Task prompt:
Take the line that contains "white car using the picture above." as the first and the last line of the material as the final one; set down exactly the lines in that span.

(Named object pointing entries)
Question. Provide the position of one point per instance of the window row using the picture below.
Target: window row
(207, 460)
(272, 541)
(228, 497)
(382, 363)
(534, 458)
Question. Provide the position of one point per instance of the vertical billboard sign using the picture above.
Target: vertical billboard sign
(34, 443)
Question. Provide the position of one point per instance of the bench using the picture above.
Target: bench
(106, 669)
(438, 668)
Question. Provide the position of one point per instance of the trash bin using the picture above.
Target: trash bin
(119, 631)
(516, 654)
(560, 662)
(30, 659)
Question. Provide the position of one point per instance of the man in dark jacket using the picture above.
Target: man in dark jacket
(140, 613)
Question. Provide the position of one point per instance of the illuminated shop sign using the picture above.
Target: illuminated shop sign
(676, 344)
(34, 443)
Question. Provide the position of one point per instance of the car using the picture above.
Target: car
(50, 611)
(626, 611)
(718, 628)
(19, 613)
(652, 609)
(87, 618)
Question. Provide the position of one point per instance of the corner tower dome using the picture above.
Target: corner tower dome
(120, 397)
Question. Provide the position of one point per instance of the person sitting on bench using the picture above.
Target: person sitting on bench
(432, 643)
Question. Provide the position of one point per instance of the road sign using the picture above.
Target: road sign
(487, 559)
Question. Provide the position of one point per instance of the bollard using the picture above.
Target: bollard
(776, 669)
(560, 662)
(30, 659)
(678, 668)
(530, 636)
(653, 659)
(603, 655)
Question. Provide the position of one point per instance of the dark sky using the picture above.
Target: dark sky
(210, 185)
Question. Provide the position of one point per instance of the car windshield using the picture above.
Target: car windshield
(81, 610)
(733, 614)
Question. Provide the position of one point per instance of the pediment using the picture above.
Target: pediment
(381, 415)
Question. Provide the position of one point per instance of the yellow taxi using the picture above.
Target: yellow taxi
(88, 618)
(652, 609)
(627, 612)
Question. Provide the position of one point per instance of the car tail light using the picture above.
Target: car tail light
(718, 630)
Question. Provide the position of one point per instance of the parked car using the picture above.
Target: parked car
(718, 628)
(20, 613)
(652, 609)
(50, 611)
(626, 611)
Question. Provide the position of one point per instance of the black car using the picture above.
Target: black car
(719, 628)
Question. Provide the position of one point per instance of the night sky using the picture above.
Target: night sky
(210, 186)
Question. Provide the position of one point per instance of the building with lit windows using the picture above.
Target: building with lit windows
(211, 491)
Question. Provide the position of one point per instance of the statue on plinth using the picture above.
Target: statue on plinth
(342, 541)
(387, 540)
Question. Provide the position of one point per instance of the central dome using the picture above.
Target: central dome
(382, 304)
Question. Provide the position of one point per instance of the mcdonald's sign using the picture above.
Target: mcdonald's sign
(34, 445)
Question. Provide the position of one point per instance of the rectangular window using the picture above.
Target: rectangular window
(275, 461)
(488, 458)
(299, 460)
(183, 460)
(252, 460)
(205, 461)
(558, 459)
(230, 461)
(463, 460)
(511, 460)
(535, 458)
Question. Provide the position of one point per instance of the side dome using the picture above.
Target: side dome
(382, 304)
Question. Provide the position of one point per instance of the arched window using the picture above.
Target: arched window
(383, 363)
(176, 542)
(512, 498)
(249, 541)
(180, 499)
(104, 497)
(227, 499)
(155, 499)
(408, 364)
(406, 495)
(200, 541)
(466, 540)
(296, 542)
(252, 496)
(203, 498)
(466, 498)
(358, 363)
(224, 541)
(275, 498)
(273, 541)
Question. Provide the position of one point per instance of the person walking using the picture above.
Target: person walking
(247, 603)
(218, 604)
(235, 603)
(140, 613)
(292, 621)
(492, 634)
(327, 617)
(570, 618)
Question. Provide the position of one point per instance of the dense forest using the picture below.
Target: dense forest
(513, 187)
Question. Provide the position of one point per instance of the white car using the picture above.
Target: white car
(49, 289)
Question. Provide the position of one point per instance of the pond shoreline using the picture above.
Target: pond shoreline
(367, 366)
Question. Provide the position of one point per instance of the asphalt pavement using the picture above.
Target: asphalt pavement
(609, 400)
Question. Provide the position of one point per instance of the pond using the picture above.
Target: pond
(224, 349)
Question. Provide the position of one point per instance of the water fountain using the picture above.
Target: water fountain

Written solution:
Question. Provide the position of one point per instance of the white car using the picture above.
Target: white car
(49, 289)
Question. Provide the position of one point per instance of the pond shoreline using the picture above.
Target: pond shoreline
(367, 366)
Question. Provide the position of one point per instance of the asphalt pavement using the picture above.
Target: asphalt pavement
(609, 400)
Question. Provide the position of one point per instance of the pond using the picture above.
Target: pond
(224, 349)
Question. Provide the position of one point per instance of the water fountain using the picture above.
Target: water fountain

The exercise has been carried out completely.